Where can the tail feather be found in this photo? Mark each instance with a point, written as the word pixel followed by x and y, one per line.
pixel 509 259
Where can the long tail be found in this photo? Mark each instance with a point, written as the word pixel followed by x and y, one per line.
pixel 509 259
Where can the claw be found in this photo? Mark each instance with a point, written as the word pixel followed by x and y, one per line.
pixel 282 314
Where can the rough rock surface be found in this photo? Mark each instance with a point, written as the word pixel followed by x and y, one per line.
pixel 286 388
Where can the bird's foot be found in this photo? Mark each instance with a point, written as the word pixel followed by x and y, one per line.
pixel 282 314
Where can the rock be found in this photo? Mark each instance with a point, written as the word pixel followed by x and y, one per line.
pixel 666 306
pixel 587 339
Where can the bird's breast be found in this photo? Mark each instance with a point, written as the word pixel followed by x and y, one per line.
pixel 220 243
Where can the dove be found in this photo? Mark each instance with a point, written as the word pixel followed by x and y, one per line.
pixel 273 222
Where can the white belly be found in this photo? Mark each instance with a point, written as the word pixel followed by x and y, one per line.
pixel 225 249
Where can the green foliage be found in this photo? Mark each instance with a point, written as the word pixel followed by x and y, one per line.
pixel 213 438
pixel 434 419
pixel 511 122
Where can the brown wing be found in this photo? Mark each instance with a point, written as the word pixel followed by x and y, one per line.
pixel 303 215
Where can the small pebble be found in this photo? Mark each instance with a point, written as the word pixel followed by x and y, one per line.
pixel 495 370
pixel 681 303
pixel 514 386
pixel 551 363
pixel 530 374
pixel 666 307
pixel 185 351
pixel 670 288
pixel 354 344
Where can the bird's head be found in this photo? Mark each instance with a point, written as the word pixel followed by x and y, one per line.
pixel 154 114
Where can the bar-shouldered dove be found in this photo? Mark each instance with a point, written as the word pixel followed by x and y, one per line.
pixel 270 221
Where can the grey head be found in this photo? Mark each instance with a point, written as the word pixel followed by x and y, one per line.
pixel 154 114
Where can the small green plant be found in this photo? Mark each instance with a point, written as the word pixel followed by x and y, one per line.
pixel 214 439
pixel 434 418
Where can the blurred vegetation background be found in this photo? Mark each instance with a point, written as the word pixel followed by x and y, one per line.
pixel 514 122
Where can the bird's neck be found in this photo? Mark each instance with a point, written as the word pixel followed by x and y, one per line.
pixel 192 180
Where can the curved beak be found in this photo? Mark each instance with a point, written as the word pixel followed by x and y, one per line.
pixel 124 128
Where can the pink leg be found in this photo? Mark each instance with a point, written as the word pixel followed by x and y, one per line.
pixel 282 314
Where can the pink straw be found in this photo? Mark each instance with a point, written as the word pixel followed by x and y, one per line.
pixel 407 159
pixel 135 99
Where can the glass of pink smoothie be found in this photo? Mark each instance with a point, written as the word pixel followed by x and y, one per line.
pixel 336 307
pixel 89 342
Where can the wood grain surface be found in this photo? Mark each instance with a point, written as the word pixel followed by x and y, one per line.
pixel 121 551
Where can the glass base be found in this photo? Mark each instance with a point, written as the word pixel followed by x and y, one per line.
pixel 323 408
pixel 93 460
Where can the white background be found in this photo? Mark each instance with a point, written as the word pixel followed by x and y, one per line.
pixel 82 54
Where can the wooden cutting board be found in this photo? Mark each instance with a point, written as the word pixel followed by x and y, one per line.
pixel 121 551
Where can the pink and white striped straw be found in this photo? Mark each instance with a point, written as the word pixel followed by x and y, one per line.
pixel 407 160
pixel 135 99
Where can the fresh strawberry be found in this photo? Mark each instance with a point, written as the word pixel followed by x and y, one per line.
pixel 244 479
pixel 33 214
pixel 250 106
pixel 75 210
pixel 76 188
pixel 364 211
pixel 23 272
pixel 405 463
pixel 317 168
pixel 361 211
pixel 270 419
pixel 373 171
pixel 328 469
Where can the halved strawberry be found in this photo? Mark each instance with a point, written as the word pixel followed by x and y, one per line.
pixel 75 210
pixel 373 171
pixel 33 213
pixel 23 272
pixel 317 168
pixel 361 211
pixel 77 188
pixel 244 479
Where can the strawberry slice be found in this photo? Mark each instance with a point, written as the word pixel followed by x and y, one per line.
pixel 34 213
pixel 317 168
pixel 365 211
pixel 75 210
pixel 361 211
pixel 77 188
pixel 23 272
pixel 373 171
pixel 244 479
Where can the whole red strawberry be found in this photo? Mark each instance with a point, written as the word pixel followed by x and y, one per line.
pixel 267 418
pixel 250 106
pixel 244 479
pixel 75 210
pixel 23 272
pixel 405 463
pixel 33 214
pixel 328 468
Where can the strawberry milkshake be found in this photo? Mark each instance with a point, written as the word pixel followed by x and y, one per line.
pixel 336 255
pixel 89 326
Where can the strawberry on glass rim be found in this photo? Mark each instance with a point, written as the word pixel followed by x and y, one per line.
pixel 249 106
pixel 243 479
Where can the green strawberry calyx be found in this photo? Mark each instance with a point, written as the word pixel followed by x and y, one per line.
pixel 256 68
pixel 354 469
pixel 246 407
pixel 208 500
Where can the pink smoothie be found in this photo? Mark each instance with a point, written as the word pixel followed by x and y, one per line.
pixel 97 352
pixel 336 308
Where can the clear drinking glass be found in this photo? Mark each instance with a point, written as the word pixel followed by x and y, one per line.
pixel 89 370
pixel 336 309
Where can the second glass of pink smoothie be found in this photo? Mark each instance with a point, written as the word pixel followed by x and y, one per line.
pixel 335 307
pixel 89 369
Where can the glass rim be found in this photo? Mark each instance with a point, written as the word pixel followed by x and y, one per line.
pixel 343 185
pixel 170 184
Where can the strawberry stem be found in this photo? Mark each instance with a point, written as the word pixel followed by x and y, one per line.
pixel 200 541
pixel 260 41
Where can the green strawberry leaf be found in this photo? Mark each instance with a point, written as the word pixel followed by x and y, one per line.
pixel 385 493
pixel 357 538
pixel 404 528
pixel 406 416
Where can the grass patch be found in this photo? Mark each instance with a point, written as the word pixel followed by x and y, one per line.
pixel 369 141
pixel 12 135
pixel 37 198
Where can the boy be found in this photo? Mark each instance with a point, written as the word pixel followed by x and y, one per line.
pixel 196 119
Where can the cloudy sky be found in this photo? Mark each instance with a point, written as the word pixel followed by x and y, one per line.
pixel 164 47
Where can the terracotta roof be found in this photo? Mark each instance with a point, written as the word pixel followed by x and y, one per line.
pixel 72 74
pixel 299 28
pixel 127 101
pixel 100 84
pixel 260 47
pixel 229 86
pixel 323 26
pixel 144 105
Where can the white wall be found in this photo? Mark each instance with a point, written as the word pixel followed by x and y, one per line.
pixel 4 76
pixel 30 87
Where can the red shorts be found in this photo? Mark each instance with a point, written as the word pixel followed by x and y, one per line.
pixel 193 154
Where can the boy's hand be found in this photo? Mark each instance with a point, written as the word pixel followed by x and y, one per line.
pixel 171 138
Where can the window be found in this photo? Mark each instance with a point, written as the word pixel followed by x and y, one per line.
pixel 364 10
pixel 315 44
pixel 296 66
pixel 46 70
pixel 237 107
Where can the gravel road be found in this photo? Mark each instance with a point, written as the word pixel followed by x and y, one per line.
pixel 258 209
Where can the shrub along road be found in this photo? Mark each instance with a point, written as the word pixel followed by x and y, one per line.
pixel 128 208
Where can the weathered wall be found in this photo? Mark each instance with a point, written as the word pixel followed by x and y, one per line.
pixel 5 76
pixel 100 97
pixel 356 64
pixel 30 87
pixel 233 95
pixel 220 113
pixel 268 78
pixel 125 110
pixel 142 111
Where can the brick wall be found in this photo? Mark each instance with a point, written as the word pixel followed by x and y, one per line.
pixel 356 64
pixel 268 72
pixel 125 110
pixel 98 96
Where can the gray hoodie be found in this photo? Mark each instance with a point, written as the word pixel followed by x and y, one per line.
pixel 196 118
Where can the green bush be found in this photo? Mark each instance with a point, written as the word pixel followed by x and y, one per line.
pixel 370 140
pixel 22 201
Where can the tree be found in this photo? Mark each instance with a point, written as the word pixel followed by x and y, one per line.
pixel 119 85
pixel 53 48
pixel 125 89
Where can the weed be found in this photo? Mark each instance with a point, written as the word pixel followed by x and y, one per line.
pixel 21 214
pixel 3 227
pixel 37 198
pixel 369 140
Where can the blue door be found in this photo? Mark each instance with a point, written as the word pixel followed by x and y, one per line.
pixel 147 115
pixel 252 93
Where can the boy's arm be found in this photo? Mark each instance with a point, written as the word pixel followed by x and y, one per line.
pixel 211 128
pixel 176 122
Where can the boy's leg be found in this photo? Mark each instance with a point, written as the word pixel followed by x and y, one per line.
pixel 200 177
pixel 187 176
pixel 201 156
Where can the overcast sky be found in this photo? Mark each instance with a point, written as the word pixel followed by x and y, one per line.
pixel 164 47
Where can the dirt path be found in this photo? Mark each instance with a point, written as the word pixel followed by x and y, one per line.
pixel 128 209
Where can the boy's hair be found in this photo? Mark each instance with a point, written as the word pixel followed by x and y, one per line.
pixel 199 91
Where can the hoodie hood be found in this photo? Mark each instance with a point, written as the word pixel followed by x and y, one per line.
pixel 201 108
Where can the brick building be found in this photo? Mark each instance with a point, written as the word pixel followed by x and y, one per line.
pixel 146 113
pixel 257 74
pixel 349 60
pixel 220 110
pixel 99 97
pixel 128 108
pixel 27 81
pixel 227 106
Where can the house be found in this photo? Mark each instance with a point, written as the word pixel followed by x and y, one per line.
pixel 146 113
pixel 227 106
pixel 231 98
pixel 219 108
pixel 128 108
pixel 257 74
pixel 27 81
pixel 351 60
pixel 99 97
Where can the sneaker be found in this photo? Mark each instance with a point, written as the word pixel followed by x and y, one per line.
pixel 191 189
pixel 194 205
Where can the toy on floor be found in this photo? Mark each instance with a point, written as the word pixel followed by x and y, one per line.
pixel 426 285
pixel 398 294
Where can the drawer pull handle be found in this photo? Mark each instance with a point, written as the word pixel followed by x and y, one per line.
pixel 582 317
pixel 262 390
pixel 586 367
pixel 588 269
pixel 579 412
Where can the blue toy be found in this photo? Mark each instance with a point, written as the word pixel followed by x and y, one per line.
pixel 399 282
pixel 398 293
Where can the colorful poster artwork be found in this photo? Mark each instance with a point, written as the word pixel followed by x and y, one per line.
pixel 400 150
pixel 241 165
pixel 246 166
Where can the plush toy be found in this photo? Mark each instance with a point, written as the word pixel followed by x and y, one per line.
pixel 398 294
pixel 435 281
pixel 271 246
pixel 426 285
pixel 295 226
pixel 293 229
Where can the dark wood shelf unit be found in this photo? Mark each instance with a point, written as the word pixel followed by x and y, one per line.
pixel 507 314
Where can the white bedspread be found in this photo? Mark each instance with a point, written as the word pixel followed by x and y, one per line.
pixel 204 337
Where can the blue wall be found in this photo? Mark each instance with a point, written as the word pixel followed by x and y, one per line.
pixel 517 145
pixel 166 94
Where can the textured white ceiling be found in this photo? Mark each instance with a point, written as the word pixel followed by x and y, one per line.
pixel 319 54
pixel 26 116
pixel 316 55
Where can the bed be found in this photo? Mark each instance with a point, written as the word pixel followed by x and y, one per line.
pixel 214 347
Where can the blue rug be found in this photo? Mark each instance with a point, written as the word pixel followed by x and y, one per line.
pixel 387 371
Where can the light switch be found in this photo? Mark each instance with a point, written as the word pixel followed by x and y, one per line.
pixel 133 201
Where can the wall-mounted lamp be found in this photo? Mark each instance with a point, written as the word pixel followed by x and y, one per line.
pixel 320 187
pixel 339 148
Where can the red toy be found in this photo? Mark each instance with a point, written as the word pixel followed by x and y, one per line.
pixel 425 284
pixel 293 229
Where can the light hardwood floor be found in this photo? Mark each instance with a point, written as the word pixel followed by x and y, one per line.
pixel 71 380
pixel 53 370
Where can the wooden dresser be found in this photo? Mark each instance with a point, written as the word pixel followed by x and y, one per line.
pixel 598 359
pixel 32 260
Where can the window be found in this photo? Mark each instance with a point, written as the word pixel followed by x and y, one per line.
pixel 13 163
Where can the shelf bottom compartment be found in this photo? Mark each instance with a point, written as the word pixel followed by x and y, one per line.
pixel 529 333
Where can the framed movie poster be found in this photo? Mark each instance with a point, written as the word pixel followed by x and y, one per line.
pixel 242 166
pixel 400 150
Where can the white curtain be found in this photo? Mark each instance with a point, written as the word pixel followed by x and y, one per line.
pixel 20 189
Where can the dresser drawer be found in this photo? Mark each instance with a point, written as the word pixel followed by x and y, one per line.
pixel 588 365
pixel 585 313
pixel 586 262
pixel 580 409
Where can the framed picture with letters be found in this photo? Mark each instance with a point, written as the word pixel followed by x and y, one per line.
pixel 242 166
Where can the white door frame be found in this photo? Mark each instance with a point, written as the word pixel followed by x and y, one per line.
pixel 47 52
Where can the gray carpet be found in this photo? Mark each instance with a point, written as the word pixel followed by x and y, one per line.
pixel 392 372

*THE TASK*. Answer with the exact lines running from the one that contains "Where can the framed picture" through the last line of the data. Include no other line.

*OUTPUT*.
Where can the framed picture with letters be found in this photo? Mark each instance with a point, written as the word pixel followed by x and y, one per line.
pixel 242 166
Where can the white door frame be found in this photo? Mark each instance with a point, written as the word pixel followed by x and y, one per line.
pixel 47 52
Where can the gray carpet be found in this photo? Mark each instance with a point, written as the word pixel followed by x and y, one per line.
pixel 392 372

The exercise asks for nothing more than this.